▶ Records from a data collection
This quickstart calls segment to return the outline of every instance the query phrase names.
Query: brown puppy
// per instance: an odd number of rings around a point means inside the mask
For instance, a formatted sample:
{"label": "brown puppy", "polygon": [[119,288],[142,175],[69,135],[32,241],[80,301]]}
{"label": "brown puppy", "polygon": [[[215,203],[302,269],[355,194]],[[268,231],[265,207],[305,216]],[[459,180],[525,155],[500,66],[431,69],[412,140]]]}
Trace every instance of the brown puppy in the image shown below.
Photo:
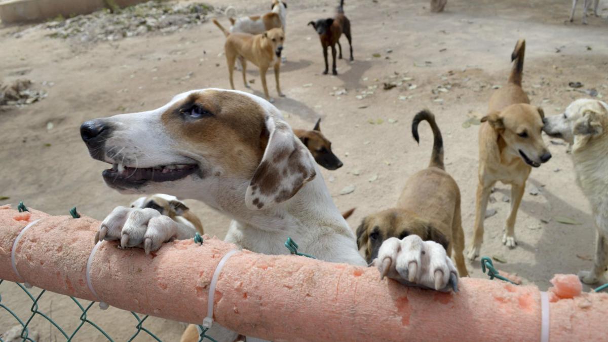
{"label": "brown puppy", "polygon": [[353,58],[353,44],[350,35],[350,21],[348,18],[344,15],[344,0],[340,0],[340,5],[337,8],[337,13],[333,18],[319,19],[316,22],[311,21],[308,25],[312,25],[314,29],[319,33],[319,38],[321,41],[321,46],[323,47],[323,57],[325,60],[325,70],[323,72],[323,75],[326,75],[329,65],[327,63],[327,47],[331,47],[331,57],[333,58],[333,63],[331,65],[331,72],[334,75],[337,75],[338,72],[336,70],[336,44],[338,44],[340,49],[340,55],[339,58],[342,59],[342,45],[340,44],[340,37],[342,33],[346,36],[348,40],[348,46],[350,47],[350,60]]}
{"label": "brown puppy", "polygon": [[538,167],[551,158],[541,135],[544,113],[528,104],[522,89],[525,51],[525,41],[518,41],[511,55],[515,63],[508,82],[490,98],[489,114],[482,119],[479,128],[479,185],[472,243],[467,256],[471,260],[479,256],[483,242],[483,220],[492,186],[497,181],[511,184],[511,212],[502,243],[514,248],[515,220],[526,180],[531,167]]}
{"label": "brown puppy", "polygon": [[419,141],[418,126],[426,120],[435,136],[429,167],[408,178],[396,208],[368,215],[357,228],[357,245],[365,251],[371,262],[378,256],[380,246],[389,237],[403,239],[415,234],[424,240],[441,244],[448,256],[454,250],[456,267],[460,276],[469,275],[465,265],[465,233],[460,217],[460,190],[443,166],[443,140],[428,111],[416,114],[412,134]]}
{"label": "brown puppy", "polygon": [[231,33],[217,20],[214,19],[213,23],[219,27],[226,36],[224,51],[228,64],[230,87],[234,89],[232,74],[234,72],[234,64],[238,58],[243,66],[243,82],[245,88],[249,88],[246,77],[247,61],[249,61],[260,68],[260,77],[262,79],[264,96],[268,101],[273,102],[274,100],[271,99],[268,94],[268,87],[266,82],[266,71],[271,66],[272,66],[274,68],[274,78],[277,82],[277,92],[279,96],[285,96],[281,91],[278,82],[278,74],[281,67],[281,51],[283,51],[283,42],[285,40],[285,34],[283,30],[272,29],[263,33],[255,35],[240,32]]}
{"label": "brown puppy", "polygon": [[321,133],[320,124],[319,119],[312,131],[294,129],[294,134],[308,148],[317,164],[328,170],[337,170],[344,164],[331,151],[331,142]]}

▶ Given exercise
Repeat the listing above exactly, with no pictures.

▶ Reply
This quickstart calls segment to return the outline of every instance the query phrase names.
Query: brown puppy
// per instance: an odd number of rings around a point means inside the mask
For instance, a formatted sample:
{"label": "brown puppy", "polygon": [[119,288],[142,175],[69,135],[32,241],[80,301]]}
{"label": "brown puppy", "polygon": [[[215,203],[302,269],[355,194]],[[268,231],[265,207],[305,216]],[[459,180],[525,155],[500,66],[431,69],[412,140]]]}
Trace every instance of the brown puppy in the image shown below.
Photo:
{"label": "brown puppy", "polygon": [[353,58],[353,44],[350,35],[350,21],[348,18],[344,15],[344,0],[340,0],[340,5],[337,8],[337,13],[333,18],[319,19],[316,22],[311,21],[308,25],[312,25],[314,29],[319,33],[319,38],[321,41],[321,46],[323,47],[323,57],[325,60],[325,70],[323,72],[323,75],[326,75],[329,65],[327,63],[327,47],[331,47],[331,57],[333,58],[333,63],[331,65],[331,72],[334,75],[337,75],[338,72],[336,70],[336,44],[338,44],[340,49],[340,55],[339,58],[342,59],[342,45],[340,44],[340,37],[342,33],[346,36],[348,40],[348,46],[350,47],[350,60]]}
{"label": "brown puppy", "polygon": [[538,167],[551,158],[541,135],[544,113],[528,104],[522,89],[525,51],[525,41],[518,41],[511,55],[515,63],[508,82],[490,98],[489,114],[482,119],[479,128],[479,185],[472,243],[467,256],[471,260],[479,256],[483,242],[483,220],[492,186],[497,181],[511,184],[511,212],[502,243],[514,248],[515,220],[526,180],[531,167]]}
{"label": "brown puppy", "polygon": [[419,141],[418,126],[426,120],[435,136],[429,167],[408,178],[396,208],[368,215],[357,228],[357,245],[365,251],[371,262],[378,256],[380,246],[389,237],[403,239],[415,234],[424,240],[441,244],[448,256],[454,250],[456,267],[460,276],[469,275],[465,265],[465,233],[460,217],[460,190],[443,166],[443,140],[428,111],[416,114],[412,134]]}
{"label": "brown puppy", "polygon": [[231,33],[217,20],[214,19],[213,23],[219,27],[226,36],[224,51],[228,64],[230,87],[234,89],[232,74],[234,72],[234,64],[238,58],[243,66],[243,82],[245,88],[249,88],[246,77],[247,61],[249,61],[260,68],[260,77],[262,79],[264,96],[268,101],[273,102],[274,100],[271,99],[268,94],[268,87],[266,82],[266,71],[271,66],[272,66],[274,68],[274,78],[277,82],[277,92],[279,96],[285,96],[281,91],[278,82],[278,74],[281,67],[281,51],[283,51],[283,42],[285,40],[285,34],[283,30],[272,29],[263,33],[255,35],[240,32]]}
{"label": "brown puppy", "polygon": [[321,133],[320,124],[319,119],[312,131],[294,129],[294,134],[308,148],[317,164],[328,170],[337,170],[344,164],[331,151],[331,142]]}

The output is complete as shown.